Task to carry out: Turn everything from the start of the items down to and including the line that contains "Query: plant pot" into a numbered list, leaving out any blank lines. Include only those lines.
* START *
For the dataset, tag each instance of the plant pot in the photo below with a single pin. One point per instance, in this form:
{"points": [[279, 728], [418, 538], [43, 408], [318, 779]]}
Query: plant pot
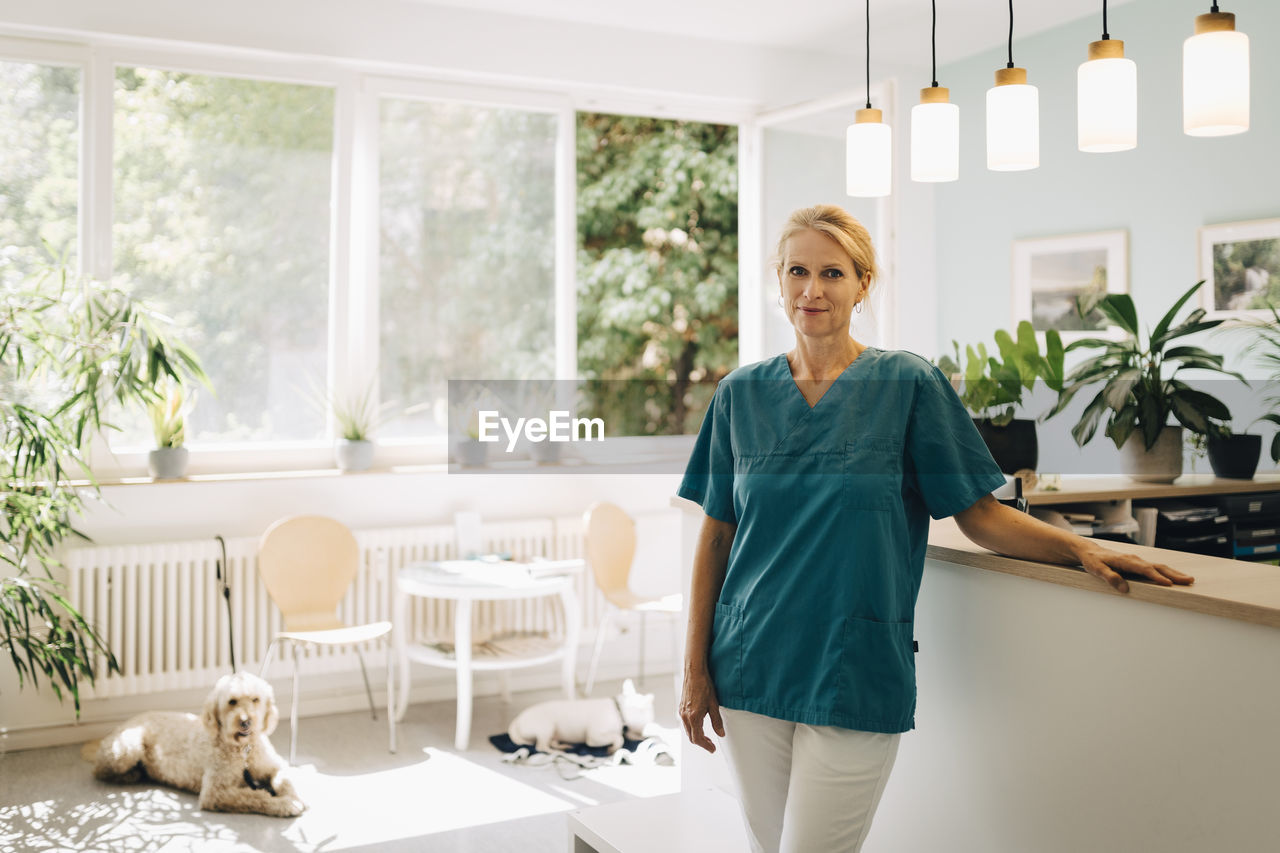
{"points": [[1234, 456], [1013, 446], [1161, 464], [168, 463], [353, 455], [471, 452], [544, 452]]}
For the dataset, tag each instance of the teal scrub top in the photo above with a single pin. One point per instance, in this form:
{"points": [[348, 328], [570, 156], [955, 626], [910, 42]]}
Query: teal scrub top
{"points": [[832, 507]]}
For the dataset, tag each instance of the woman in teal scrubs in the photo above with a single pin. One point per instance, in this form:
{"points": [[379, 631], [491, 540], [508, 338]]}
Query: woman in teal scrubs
{"points": [[818, 471]]}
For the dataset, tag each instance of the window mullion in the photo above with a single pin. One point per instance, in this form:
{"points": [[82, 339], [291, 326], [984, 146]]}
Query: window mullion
{"points": [[356, 322], [96, 167], [566, 245]]}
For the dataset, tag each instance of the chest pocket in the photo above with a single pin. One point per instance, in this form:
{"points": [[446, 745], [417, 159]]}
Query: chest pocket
{"points": [[873, 471]]}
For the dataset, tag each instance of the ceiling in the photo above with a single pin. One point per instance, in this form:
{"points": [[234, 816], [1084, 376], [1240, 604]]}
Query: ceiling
{"points": [[899, 27]]}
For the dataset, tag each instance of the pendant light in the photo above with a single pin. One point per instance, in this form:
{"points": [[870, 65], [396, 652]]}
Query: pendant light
{"points": [[1013, 117], [1106, 96], [868, 142], [935, 126], [1216, 77]]}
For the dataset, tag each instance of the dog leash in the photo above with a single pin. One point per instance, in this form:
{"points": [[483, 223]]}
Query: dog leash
{"points": [[231, 628]]}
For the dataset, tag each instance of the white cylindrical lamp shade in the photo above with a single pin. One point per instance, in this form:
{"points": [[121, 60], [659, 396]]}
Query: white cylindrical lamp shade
{"points": [[1013, 122], [1216, 77], [1107, 99], [869, 156], [935, 137]]}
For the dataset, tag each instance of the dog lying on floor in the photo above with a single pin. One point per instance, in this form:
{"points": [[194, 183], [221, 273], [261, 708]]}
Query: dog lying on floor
{"points": [[223, 755], [597, 723]]}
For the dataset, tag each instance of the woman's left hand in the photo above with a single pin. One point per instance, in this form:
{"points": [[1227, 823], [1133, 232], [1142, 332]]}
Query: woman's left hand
{"points": [[1106, 564]]}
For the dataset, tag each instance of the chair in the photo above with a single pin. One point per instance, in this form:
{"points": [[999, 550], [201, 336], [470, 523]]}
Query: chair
{"points": [[307, 562], [611, 547]]}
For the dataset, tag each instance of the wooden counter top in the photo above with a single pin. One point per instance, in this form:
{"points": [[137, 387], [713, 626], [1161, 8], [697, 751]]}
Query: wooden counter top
{"points": [[1230, 588], [1120, 487]]}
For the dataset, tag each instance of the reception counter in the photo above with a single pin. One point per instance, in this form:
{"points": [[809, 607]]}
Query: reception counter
{"points": [[1056, 715]]}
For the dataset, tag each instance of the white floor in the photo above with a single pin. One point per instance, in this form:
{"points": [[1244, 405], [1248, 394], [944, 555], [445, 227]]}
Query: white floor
{"points": [[425, 797]]}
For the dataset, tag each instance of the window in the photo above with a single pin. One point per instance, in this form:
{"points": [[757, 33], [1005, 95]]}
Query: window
{"points": [[657, 214], [466, 252], [39, 165], [222, 222]]}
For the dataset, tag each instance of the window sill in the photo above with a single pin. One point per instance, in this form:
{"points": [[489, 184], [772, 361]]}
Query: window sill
{"points": [[663, 455]]}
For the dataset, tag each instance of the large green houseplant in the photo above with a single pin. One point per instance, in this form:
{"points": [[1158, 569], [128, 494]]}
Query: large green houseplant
{"points": [[992, 389], [71, 350], [1139, 392]]}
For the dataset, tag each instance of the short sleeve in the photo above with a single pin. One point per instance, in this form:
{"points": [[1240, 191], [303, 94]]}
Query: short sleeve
{"points": [[952, 465], [709, 474]]}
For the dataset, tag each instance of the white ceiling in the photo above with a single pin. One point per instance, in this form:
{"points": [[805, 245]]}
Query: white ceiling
{"points": [[899, 27]]}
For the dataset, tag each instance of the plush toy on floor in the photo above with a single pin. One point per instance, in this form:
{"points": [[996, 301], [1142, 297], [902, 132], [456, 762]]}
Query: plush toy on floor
{"points": [[224, 755], [597, 723]]}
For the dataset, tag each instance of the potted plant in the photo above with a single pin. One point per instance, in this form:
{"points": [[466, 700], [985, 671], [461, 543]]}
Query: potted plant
{"points": [[1266, 347], [356, 418], [168, 461], [992, 389], [73, 350], [1137, 396], [1233, 455]]}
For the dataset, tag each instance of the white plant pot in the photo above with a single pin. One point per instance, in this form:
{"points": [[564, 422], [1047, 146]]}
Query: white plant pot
{"points": [[1161, 464], [168, 463], [353, 455], [544, 452], [471, 452]]}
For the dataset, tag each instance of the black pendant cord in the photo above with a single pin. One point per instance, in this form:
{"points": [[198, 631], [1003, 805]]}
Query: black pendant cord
{"points": [[868, 54], [1010, 35], [933, 42]]}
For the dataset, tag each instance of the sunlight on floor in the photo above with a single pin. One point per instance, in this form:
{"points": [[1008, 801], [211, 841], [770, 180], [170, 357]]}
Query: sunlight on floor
{"points": [[442, 793]]}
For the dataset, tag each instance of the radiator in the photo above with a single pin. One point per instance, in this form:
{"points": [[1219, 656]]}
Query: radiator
{"points": [[160, 611]]}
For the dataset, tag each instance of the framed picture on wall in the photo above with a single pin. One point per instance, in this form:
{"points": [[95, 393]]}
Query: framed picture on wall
{"points": [[1240, 265], [1051, 272]]}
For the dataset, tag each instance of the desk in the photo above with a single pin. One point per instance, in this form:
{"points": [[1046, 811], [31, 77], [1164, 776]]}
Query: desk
{"points": [[485, 582]]}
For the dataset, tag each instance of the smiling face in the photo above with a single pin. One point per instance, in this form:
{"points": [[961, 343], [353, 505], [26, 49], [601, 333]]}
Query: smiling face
{"points": [[819, 284]]}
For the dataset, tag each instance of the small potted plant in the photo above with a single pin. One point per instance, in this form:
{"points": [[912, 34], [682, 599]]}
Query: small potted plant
{"points": [[1233, 455], [1137, 396], [356, 418], [992, 389], [168, 411]]}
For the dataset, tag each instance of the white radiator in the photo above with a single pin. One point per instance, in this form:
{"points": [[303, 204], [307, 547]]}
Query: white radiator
{"points": [[159, 606]]}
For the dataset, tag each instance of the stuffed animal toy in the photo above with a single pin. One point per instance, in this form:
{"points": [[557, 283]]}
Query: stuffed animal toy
{"points": [[597, 723]]}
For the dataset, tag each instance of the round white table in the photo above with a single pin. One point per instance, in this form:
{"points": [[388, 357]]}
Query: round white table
{"points": [[504, 582]]}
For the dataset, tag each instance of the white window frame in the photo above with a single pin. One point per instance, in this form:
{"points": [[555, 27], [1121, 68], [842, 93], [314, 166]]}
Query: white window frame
{"points": [[353, 345]]}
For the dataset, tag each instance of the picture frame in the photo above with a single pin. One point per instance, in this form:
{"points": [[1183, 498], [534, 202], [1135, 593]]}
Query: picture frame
{"points": [[1240, 265], [1050, 272]]}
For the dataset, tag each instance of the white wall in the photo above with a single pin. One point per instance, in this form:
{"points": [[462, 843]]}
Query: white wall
{"points": [[460, 41]]}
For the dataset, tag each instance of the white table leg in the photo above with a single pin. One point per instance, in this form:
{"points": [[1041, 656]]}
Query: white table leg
{"points": [[572, 629], [462, 656], [400, 630]]}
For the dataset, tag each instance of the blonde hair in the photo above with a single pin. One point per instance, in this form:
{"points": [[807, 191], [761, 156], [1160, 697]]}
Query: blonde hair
{"points": [[841, 227]]}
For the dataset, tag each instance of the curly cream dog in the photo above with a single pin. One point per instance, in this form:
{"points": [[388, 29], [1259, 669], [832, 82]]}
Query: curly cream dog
{"points": [[223, 755]]}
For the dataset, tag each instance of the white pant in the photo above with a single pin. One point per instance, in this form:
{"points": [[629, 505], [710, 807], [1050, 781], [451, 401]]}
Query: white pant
{"points": [[805, 789]]}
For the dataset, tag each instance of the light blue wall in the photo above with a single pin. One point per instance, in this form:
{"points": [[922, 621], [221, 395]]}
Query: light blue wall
{"points": [[1161, 192]]}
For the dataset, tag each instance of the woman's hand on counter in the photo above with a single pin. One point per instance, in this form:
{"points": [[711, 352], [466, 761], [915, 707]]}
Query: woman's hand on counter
{"points": [[1016, 534], [1106, 564]]}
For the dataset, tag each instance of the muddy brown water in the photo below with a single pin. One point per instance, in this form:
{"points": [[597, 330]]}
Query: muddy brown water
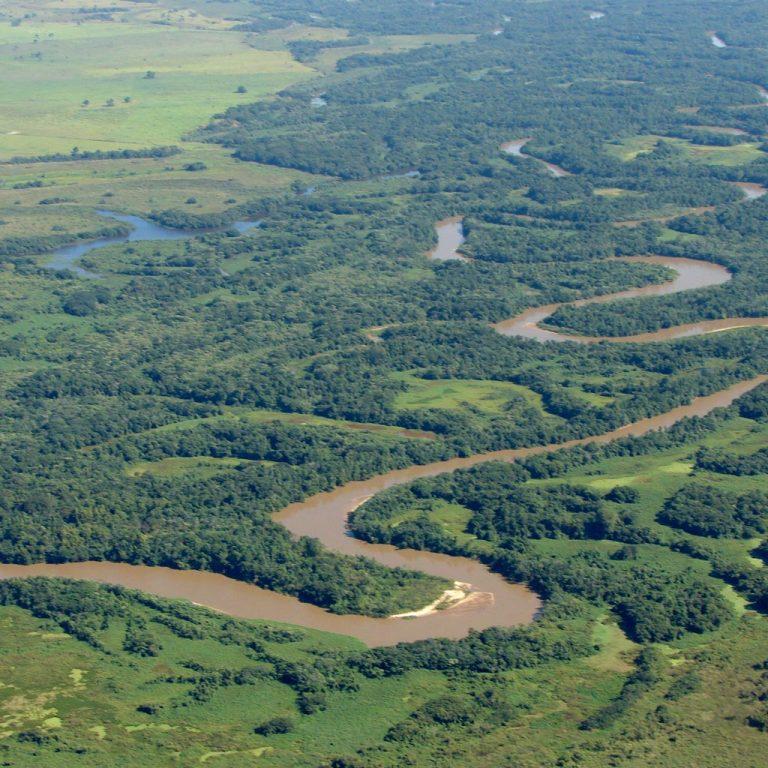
{"points": [[751, 190], [493, 600], [450, 236], [515, 148], [691, 274], [496, 602]]}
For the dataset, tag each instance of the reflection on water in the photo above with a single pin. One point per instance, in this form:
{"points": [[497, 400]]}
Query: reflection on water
{"points": [[450, 236], [324, 517], [141, 229]]}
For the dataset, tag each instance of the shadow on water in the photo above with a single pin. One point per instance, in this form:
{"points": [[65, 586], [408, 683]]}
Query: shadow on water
{"points": [[141, 229]]}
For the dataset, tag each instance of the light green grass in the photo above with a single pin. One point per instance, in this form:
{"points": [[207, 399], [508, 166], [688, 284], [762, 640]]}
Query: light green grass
{"points": [[455, 394], [197, 74], [176, 466], [738, 154]]}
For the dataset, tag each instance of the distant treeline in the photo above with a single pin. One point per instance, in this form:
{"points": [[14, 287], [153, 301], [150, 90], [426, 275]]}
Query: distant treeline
{"points": [[97, 154]]}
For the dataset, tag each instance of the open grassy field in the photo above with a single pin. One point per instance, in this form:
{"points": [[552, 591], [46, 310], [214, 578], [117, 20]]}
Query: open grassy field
{"points": [[737, 154], [459, 394], [196, 74]]}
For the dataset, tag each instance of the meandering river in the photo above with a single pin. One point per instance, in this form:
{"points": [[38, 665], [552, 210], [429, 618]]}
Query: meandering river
{"points": [[492, 600], [495, 602], [141, 229], [691, 274], [515, 148]]}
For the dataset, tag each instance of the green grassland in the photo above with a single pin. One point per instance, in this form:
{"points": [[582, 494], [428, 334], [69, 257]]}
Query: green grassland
{"points": [[489, 397], [113, 707], [197, 74], [737, 154]]}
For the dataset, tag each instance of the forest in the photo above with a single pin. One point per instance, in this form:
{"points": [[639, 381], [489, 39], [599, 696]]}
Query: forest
{"points": [[287, 334]]}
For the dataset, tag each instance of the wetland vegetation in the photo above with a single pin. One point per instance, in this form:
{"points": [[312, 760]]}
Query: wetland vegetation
{"points": [[190, 394]]}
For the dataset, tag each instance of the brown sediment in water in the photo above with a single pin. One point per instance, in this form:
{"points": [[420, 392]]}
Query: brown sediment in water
{"points": [[515, 148], [324, 517], [751, 190], [691, 274], [488, 599], [450, 236]]}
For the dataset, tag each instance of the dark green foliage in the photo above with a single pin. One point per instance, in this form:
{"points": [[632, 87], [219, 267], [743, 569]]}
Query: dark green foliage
{"points": [[708, 511], [647, 674], [623, 494], [274, 726]]}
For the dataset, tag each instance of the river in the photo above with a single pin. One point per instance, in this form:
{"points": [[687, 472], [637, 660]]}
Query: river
{"points": [[492, 600], [691, 274], [717, 41], [515, 148], [450, 236], [141, 229], [495, 602]]}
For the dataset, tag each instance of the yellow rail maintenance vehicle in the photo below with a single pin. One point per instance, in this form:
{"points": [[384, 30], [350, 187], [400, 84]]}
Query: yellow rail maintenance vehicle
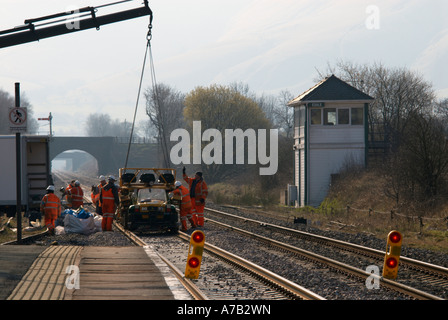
{"points": [[145, 201]]}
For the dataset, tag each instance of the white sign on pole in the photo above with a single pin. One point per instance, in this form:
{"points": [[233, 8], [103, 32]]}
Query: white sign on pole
{"points": [[17, 119]]}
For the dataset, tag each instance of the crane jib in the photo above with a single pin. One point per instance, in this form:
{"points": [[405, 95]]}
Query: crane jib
{"points": [[30, 32]]}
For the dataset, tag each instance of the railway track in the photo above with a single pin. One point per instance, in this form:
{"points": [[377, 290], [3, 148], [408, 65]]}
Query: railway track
{"points": [[278, 287], [430, 274], [209, 288]]}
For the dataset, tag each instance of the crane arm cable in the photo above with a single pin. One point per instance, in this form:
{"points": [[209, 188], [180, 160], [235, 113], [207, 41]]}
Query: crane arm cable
{"points": [[147, 48]]}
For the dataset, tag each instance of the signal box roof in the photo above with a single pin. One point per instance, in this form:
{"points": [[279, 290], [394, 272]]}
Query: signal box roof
{"points": [[331, 89]]}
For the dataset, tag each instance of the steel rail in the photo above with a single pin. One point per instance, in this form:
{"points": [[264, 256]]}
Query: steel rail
{"points": [[196, 293], [418, 294], [260, 272], [432, 268]]}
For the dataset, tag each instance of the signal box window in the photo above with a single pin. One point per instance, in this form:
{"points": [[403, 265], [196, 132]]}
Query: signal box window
{"points": [[343, 116], [330, 116], [316, 116], [357, 116]]}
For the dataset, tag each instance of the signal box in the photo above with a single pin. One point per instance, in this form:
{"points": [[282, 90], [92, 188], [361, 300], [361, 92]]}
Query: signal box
{"points": [[392, 257], [194, 259]]}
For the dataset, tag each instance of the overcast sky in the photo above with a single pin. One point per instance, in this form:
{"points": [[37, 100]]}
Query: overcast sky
{"points": [[271, 45]]}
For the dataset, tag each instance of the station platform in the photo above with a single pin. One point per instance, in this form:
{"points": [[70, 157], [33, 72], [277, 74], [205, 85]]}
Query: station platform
{"points": [[86, 273]]}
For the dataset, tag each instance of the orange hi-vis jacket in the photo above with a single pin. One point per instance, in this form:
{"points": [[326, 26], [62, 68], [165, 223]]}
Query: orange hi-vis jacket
{"points": [[185, 196], [100, 186], [51, 205], [200, 190], [77, 197], [108, 202]]}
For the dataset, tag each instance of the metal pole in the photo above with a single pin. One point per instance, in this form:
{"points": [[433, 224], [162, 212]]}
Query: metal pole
{"points": [[18, 173]]}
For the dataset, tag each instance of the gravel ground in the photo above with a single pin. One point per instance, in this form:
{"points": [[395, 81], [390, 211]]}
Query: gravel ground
{"points": [[321, 280]]}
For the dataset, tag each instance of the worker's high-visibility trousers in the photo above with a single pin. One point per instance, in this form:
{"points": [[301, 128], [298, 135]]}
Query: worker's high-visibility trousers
{"points": [[197, 209], [185, 214]]}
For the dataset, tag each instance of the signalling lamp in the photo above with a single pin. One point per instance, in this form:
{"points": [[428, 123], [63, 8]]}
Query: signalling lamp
{"points": [[194, 259], [392, 257]]}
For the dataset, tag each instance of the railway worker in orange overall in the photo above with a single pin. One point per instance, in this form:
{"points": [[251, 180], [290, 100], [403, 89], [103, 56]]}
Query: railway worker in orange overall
{"points": [[68, 193], [51, 208], [198, 194], [109, 202], [100, 186], [77, 195], [185, 206]]}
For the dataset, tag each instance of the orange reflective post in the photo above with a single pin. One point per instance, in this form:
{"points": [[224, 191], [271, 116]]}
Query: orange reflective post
{"points": [[392, 257], [194, 259]]}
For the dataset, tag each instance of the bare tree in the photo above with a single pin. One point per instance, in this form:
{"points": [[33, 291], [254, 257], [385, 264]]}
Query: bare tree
{"points": [[164, 107], [398, 94]]}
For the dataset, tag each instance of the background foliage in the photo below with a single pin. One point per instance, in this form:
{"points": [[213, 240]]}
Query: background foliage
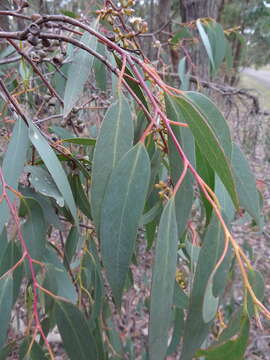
{"points": [[111, 155]]}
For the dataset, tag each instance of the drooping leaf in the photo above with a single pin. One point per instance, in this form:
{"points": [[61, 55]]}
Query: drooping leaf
{"points": [[34, 229], [206, 43], [207, 173], [100, 68], [48, 209], [54, 167], [120, 215], [184, 195], [151, 214], [183, 34], [59, 277], [257, 283], [61, 132], [177, 331], [79, 71], [115, 339], [80, 197], [209, 145], [71, 244], [233, 349], [43, 183], [81, 141], [36, 352], [13, 164], [115, 139], [225, 201], [132, 83], [11, 255], [214, 118], [183, 75], [180, 299], [6, 302], [77, 338], [210, 302], [163, 282], [196, 329], [246, 185], [218, 42]]}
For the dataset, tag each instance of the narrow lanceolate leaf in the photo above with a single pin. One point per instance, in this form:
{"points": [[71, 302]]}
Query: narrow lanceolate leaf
{"points": [[77, 338], [6, 301], [34, 229], [115, 139], [206, 42], [184, 196], [43, 183], [246, 185], [196, 329], [79, 71], [257, 283], [54, 167], [233, 349], [13, 164], [209, 145], [214, 118], [163, 283], [120, 215]]}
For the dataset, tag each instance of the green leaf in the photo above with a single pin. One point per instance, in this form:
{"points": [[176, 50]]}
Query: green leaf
{"points": [[246, 185], [43, 183], [180, 299], [210, 302], [36, 352], [184, 196], [183, 34], [207, 173], [77, 338], [206, 42], [48, 209], [34, 229], [115, 139], [79, 71], [11, 255], [163, 282], [120, 215], [225, 201], [79, 195], [115, 339], [196, 330], [61, 132], [218, 42], [209, 145], [184, 77], [100, 68], [214, 118], [257, 283], [12, 166], [150, 215], [233, 349], [177, 331], [71, 244], [54, 166], [58, 276], [81, 141], [133, 84], [6, 302]]}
* END *
Reply to the task:
1. For the dataset, tag each instance of the plant pot in the photo below with a single pin. One point per instance, in this form:
2. {"points": [[279, 728], [418, 538], [43, 408], [318, 779]]}
3. Query: plant pot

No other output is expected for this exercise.